From the passage on changing garden fashions below, copy out word for word the part from "Somewhere along this" to "was a native.".

• Text under study:
------------------------------

We were already in the plant nursery business when flowering trees and shrubs took a dive in the eighties. It was the time of the cottage garden, filled with a froth of annuals, perennials and roses. Anecdotally, we attributed it to the sharemarket crash of the time. Back in those days, you could buy three or four perennials for the price of one good tree or shrub. The price of woody plants has never recovered and these days you can pay about the same for a good perennial as you do for a woody plant which has taken at least five times longer to produce.

But cottage gardens are not low maintenance and in due course they morphed into the short-lived fashion of minimalism – large rocks, ground cover scleranthus and three vertical plants, one of which should be a sanseveria or yucca. That was a fashion driven by a new breed of landscaper who knew about design and space but not plants.

Somewhere along this timeline, natives became the vogue and we saw a fair number of Idealistic Young Things who would only buy a plant if it was a native.

Then we had the tropical garden – lots of palms, clivias, vibrant vireya rhododendrons and that burgundy aeonium with the unpronounceable name (Aeonium “Zwartkop” and I don’t think I ever spelled it correctly in years gone by). The trouble is that most of us do not live in tropical climes and those tropical gardens didn’t take winters too well.

------------------------------

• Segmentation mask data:
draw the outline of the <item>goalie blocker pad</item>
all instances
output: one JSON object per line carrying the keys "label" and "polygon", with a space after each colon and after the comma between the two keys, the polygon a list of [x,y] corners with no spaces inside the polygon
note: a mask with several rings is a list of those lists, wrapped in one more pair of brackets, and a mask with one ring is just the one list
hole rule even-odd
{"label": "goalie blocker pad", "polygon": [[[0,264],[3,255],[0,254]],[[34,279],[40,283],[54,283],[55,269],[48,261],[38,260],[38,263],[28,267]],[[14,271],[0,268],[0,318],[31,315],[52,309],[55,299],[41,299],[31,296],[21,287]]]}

------------------------------

• Exercise answer:
Somewhere along this timeline, natives became the vogue and we saw a fair number of Idealistic Young Things who would only buy a plant if it was a native.